--- start of Selected extract ---

AP Physics 2- 14.5 The Doppler Effect- Study Notes- New Syllabus
AP Physics 2- 14.5 The Doppler Effect – Study Notes
AP Physics 2- 14.5 The Doppler Effect – Study Notes – per latest Syllabus.
Key Concepts:
- The Doppler Effect
The Doppler Effect
The Doppler Effect is the change in the observed frequency (or wavelength) of a wave due to the relative motion between the source of the wave and the observer.
Key Properties:
- Source moving toward observer: Observed frequency increases (wavelength decreases).
- Source moving away from observer: Observed frequency decreases (wavelength increases).
- Observer moving toward source: Observed frequency increases.
- Observer moving away from source: Observed frequency decreases.

--- end of Selected extract ---

Required task a:
Duplicate the Doppler effect notes from "AP Physics 2- 14.5 The Doppler Effect- Study" up to and including "decreases (wavelength increases).".

--- start of Provided entries ---

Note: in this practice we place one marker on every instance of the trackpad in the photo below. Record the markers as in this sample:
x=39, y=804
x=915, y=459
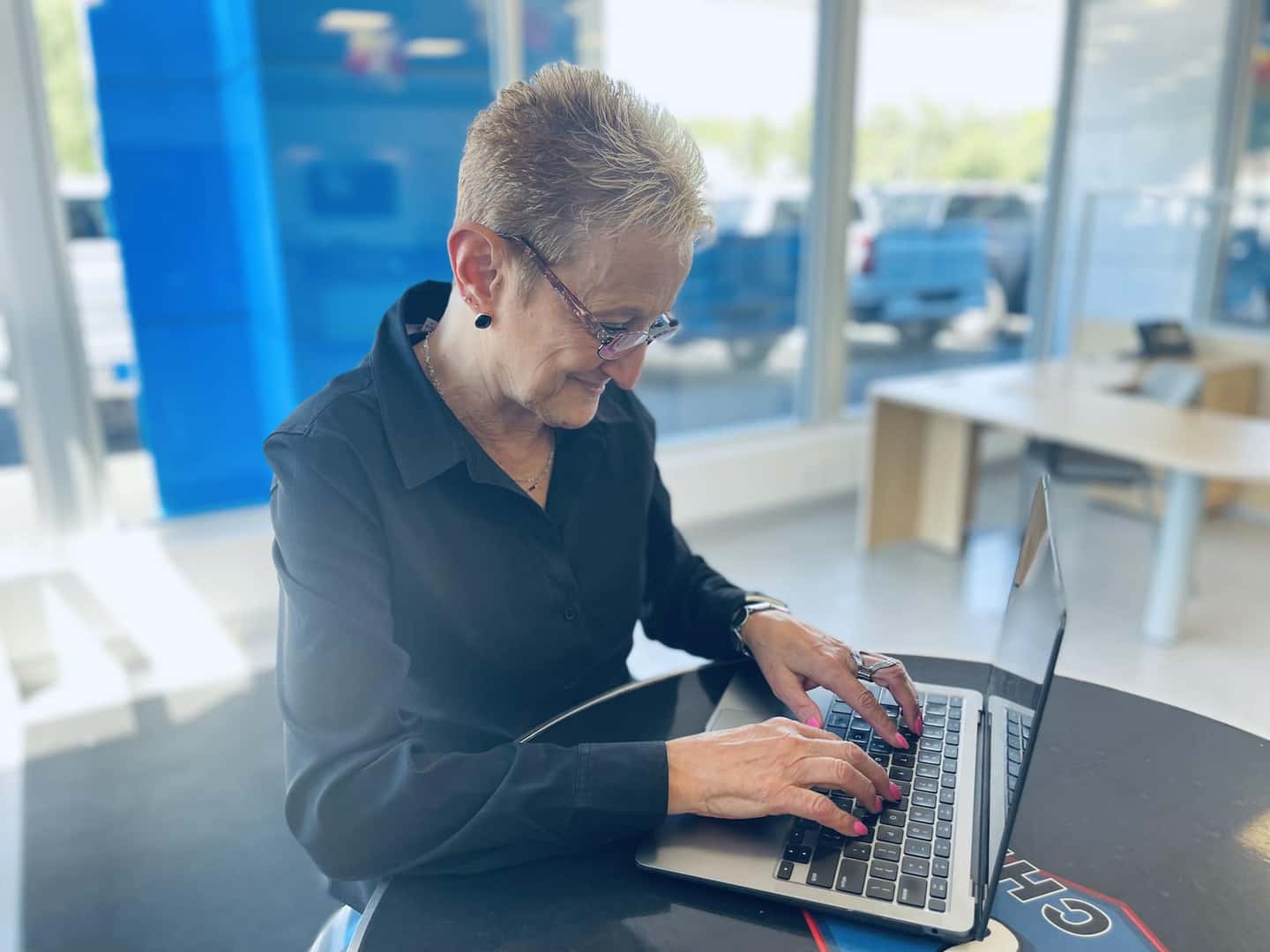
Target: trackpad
x=728, y=718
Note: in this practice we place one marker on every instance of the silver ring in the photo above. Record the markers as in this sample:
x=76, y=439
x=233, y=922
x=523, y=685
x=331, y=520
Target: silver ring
x=868, y=672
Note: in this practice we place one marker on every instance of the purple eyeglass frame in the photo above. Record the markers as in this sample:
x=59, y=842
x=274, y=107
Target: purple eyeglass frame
x=616, y=346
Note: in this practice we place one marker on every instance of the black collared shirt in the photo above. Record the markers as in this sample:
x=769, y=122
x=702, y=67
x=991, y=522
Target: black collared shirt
x=432, y=612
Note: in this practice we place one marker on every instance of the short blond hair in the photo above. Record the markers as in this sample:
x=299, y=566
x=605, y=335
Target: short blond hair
x=573, y=152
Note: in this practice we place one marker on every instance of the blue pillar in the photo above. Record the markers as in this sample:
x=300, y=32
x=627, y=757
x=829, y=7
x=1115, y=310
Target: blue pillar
x=184, y=143
x=280, y=173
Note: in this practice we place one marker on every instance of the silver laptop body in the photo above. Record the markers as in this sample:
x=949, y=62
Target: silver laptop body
x=932, y=866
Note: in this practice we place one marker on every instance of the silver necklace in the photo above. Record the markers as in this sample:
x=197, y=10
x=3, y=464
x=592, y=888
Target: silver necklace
x=528, y=484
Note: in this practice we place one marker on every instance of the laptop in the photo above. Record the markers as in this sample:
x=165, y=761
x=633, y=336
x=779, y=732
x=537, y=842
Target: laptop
x=931, y=862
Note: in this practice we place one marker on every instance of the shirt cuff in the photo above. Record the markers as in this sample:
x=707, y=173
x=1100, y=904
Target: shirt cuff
x=623, y=788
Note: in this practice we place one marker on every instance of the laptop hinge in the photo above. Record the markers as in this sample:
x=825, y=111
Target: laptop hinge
x=982, y=822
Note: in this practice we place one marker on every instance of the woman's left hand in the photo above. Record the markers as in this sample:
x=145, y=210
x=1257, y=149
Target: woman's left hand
x=796, y=657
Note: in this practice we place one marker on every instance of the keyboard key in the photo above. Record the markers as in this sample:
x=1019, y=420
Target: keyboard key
x=918, y=848
x=891, y=834
x=912, y=891
x=823, y=870
x=855, y=850
x=880, y=889
x=851, y=876
x=921, y=830
x=921, y=814
x=886, y=851
x=884, y=871
x=895, y=818
x=915, y=867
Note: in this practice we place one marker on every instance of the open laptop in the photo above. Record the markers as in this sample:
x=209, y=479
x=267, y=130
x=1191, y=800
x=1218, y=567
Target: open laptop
x=931, y=862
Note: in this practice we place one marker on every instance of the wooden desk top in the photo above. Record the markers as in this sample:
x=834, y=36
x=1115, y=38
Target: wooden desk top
x=1076, y=403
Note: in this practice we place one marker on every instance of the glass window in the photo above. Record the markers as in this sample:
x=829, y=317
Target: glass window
x=94, y=257
x=1243, y=296
x=954, y=158
x=739, y=353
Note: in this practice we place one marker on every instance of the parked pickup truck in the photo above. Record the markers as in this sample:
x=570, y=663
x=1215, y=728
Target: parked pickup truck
x=917, y=257
x=943, y=251
x=742, y=288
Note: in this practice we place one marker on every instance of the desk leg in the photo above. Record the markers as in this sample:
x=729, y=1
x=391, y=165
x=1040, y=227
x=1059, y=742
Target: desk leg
x=1169, y=584
x=918, y=479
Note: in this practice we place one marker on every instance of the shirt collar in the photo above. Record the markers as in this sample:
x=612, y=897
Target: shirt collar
x=424, y=435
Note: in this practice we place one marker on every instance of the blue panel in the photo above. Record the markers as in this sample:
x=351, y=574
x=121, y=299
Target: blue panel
x=365, y=160
x=199, y=415
x=184, y=41
x=183, y=138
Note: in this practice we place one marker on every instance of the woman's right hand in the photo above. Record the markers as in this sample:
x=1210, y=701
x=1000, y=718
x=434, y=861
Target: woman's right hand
x=765, y=770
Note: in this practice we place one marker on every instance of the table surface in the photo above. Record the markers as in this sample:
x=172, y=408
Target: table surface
x=1077, y=403
x=1162, y=809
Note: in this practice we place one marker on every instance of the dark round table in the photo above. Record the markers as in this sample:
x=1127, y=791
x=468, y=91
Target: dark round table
x=1162, y=809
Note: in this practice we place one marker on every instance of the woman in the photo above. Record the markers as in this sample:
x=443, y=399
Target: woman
x=470, y=524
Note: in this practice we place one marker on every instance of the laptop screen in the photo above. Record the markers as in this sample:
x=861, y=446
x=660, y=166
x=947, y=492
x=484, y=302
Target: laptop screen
x=1019, y=681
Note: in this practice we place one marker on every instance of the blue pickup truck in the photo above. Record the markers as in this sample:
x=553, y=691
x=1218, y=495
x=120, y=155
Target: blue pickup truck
x=915, y=259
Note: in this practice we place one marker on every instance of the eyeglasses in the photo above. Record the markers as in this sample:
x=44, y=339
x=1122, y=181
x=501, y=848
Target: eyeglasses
x=614, y=342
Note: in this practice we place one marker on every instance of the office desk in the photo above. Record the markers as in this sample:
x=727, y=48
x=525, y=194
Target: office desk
x=1159, y=807
x=918, y=479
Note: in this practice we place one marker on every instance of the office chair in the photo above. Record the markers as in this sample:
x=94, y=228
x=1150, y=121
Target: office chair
x=1171, y=383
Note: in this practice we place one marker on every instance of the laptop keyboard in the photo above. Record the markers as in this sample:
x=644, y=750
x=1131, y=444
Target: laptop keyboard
x=906, y=856
x=1018, y=738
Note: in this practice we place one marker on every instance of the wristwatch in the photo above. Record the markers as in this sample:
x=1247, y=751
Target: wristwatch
x=753, y=605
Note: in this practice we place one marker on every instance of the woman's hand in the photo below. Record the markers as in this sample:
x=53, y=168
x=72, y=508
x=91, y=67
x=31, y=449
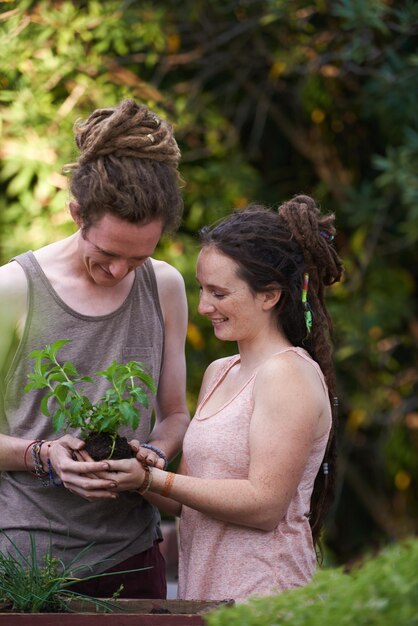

--- end of Provided entries ---

Required task b:
Express the listing from the line with "the office desk" up to and including the line with "x=1171, y=383" as a numbered list, leaving out blank lines.

Task output a:
AP Physics 2- 14.5 The Doppler Effect- Study Notes- New Syllabus
AP Physics 2- 14.5 The Doppler Effect – Study Notes
AP Physics 2- 14.5 The Doppler Effect – Study Notes – per latest Syllabus.
Key Concepts:
- The Doppler Effect
The Doppler Effect
The Doppler Effect is the change in the observed frequency (or wavelength) of a wave due to the relative motion between the source of the wave and the observer.
Key Properties:
- Source moving toward observer: Observed frequency increases (wavelength decreases).
- Source moving away from observer: Observed frequency decreases (wavelength increases).

Task output b:
1. Note: in this practice we place one marker on every instance of the office desk in the photo above. Record the markers as in this sample:
2. x=727, y=48
3. x=525, y=194
4. Target: office desk
5. x=1159, y=807
6. x=918, y=479
7. Note: in this practice we place one marker on every instance of the office chair in the photo above. Record the markers as in this sample:
8. x=94, y=228
9. x=1150, y=121
10. Target: office chair
11. x=1171, y=383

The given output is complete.